Task directions>
Output every entry exactly, from the first line to the last.
----
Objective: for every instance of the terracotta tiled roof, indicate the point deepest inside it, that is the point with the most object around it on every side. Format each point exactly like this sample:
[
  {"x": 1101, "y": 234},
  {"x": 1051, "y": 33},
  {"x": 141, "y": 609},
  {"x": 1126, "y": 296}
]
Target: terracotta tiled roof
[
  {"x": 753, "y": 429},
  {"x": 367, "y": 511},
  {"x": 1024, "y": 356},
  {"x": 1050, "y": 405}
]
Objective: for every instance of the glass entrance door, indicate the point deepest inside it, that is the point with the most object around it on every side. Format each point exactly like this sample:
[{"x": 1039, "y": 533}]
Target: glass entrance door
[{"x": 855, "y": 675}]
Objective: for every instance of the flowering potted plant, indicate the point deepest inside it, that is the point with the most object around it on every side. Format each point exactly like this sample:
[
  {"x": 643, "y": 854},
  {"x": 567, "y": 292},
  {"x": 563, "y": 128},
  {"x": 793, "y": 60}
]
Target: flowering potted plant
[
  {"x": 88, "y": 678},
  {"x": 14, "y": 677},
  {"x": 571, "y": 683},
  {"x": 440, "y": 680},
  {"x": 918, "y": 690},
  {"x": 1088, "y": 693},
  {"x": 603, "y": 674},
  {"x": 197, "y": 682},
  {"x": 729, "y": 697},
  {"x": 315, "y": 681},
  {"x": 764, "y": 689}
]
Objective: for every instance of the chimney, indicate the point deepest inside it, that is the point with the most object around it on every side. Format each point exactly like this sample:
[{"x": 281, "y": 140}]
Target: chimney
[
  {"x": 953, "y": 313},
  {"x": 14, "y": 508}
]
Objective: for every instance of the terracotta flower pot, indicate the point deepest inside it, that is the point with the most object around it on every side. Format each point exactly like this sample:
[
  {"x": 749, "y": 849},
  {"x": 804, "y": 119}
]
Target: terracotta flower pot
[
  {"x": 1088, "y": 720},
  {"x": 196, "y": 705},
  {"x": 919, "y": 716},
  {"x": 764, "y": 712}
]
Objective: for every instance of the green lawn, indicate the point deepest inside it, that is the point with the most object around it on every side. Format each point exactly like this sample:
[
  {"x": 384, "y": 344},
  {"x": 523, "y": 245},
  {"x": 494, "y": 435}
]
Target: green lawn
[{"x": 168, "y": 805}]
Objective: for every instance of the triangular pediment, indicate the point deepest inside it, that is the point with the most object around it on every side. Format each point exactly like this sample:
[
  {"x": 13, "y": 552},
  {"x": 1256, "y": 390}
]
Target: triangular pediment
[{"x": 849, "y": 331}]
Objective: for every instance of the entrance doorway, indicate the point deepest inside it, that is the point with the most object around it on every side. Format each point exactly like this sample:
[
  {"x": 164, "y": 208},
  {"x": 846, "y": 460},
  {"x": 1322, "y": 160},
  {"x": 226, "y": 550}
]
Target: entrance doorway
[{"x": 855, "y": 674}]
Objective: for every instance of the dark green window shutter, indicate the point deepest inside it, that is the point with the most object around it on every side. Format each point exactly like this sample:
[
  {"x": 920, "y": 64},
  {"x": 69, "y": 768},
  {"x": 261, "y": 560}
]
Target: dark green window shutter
----
Problem solution>
Objective: for every instance of the terracotta tiled roof, indicate the point deepest inside it, that is the point with the most object around it on every side. Format each point exactly like this sample:
[
  {"x": 1101, "y": 234},
  {"x": 1051, "y": 33},
  {"x": 141, "y": 609},
  {"x": 1126, "y": 296}
]
Target: terracotta tiled roof
[
  {"x": 753, "y": 429},
  {"x": 367, "y": 511},
  {"x": 1024, "y": 356},
  {"x": 1050, "y": 405}
]
Objective: for every instance of the glass entrance door, indicate the point deepest inside it, that is the point with the most object around it on every side. Format each point exactly like this sample:
[{"x": 1039, "y": 533}]
Target: glass entrance door
[{"x": 855, "y": 675}]
Objective: for every instance of the flowering potted plant, indicate the point deepest inside it, that is the point with the most object around it on every side. Format each point exactly like this sample:
[
  {"x": 643, "y": 854},
  {"x": 567, "y": 292},
  {"x": 563, "y": 128},
  {"x": 793, "y": 60}
]
Target: flowering potted plant
[
  {"x": 88, "y": 678},
  {"x": 14, "y": 677},
  {"x": 571, "y": 683},
  {"x": 440, "y": 680},
  {"x": 918, "y": 690},
  {"x": 1088, "y": 693},
  {"x": 603, "y": 674},
  {"x": 197, "y": 682},
  {"x": 729, "y": 697},
  {"x": 315, "y": 681},
  {"x": 764, "y": 689}
]
Objective: for every instance of the chimney, indicate the point deepest inside it, that is the point with the most object around it on every side. Format each point exactly like this sample:
[{"x": 281, "y": 140}]
Target: chimney
[
  {"x": 953, "y": 313},
  {"x": 14, "y": 508}
]
Objective: for every instance of the terracotta flower pot, indicate the point deepest inside it, that is the point with the most object around it on every side. Format each point exactly like this sample:
[
  {"x": 749, "y": 849},
  {"x": 804, "y": 119}
]
Target: terracotta flower pot
[
  {"x": 1088, "y": 720},
  {"x": 196, "y": 705},
  {"x": 919, "y": 716},
  {"x": 764, "y": 712}
]
Objective: for every instance of the green lawn, indicate the point deepest inside it, that is the point with the most object around it on every side. Format each point exactly like this sample:
[
  {"x": 384, "y": 344},
  {"x": 523, "y": 245},
  {"x": 494, "y": 435}
]
Target: green lawn
[{"x": 168, "y": 805}]
Objective: for every instance of the triangular pediment, indicate the point deepest inside it, that is the point with the most object around it on every side. Format each point exactly like this sample:
[
  {"x": 13, "y": 552},
  {"x": 1256, "y": 390}
]
Target: triangular pediment
[{"x": 849, "y": 331}]
Objective: for every instance of the entrance doorway, indicate the point deepest inside it, that is the point with the most object around it on every side. Format each point exactly like this sample:
[
  {"x": 164, "y": 208},
  {"x": 846, "y": 460},
  {"x": 1322, "y": 160},
  {"x": 226, "y": 550}
]
Target: entrance doorway
[{"x": 855, "y": 674}]
Objective: for every instance of the dark green window shutter, indicate the point deepest inside it, that is the point with the most object around it on every side. Format each point exactly like this sample:
[
  {"x": 920, "y": 64},
  {"x": 69, "y": 768},
  {"x": 261, "y": 560}
]
Target: dark green window shutter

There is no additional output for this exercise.